**Your assignment:**
Starting with the line that contains "If you could spot the metal", copy every remaining line of the data below exactly, the last one included.
◆ ◆ ◆
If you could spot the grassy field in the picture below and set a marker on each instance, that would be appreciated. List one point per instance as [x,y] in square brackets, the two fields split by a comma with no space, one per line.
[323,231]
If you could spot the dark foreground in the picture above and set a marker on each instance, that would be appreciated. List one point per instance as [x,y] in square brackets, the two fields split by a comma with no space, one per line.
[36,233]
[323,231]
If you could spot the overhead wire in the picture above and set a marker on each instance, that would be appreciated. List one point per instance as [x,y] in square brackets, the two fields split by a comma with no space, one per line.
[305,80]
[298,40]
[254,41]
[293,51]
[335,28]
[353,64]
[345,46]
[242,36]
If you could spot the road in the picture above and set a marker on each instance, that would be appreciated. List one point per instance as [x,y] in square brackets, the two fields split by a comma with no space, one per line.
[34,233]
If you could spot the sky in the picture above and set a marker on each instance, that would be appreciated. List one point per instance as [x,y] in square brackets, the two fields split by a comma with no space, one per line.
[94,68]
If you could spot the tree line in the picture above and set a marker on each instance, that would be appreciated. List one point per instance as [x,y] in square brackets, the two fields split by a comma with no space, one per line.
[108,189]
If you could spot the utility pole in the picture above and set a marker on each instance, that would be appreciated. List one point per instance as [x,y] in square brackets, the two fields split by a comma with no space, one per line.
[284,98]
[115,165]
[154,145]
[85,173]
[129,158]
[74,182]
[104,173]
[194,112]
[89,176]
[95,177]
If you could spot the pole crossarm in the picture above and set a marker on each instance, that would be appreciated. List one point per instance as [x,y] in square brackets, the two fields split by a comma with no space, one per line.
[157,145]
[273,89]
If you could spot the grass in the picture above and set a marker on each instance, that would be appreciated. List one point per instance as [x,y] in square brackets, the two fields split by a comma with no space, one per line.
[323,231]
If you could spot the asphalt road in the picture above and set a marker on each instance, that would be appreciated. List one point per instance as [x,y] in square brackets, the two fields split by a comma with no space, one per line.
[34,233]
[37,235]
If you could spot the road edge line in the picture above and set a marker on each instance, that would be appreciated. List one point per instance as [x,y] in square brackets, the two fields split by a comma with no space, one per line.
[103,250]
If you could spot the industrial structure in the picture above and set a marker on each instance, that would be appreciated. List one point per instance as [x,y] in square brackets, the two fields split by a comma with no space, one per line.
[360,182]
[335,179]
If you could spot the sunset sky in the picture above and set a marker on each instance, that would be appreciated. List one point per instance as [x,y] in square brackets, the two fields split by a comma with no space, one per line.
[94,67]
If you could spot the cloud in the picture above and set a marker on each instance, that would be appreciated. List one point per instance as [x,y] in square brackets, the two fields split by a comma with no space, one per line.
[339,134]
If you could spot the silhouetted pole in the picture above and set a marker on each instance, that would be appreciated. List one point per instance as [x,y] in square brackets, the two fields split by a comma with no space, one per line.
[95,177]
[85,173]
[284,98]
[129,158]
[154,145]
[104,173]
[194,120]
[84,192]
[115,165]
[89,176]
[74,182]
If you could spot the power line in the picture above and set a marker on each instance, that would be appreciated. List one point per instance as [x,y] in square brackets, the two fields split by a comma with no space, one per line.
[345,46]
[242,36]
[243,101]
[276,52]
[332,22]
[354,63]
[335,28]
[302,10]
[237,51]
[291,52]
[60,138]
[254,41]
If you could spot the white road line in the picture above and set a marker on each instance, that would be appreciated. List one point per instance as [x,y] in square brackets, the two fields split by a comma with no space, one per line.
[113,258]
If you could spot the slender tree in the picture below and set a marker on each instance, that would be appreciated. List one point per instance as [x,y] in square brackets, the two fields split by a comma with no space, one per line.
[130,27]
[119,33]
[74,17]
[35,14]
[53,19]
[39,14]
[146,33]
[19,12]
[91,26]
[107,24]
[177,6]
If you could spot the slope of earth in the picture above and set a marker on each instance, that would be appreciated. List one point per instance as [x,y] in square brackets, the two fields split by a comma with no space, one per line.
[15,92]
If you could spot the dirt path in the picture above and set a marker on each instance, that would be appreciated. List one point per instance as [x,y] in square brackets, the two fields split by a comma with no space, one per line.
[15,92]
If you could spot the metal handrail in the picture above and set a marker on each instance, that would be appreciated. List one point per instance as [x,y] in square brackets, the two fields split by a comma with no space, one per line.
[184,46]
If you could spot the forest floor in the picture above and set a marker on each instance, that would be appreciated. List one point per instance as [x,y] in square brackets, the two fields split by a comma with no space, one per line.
◆ ◆ ◆
**Worked solution:**
If you could spot the metal handrail in the picture above and set a marker on each instance, that would be appreciated. List one point per instance as [x,y] in square brackets, the two fields split by a comma with no space, one per line.
[184,46]
If you could spot the forest floor in the picture above and set a marker on each instance, that would be appreciated. List one point per instance as [x,y] in square brackets, the two fields split by a comma with no space, one per line.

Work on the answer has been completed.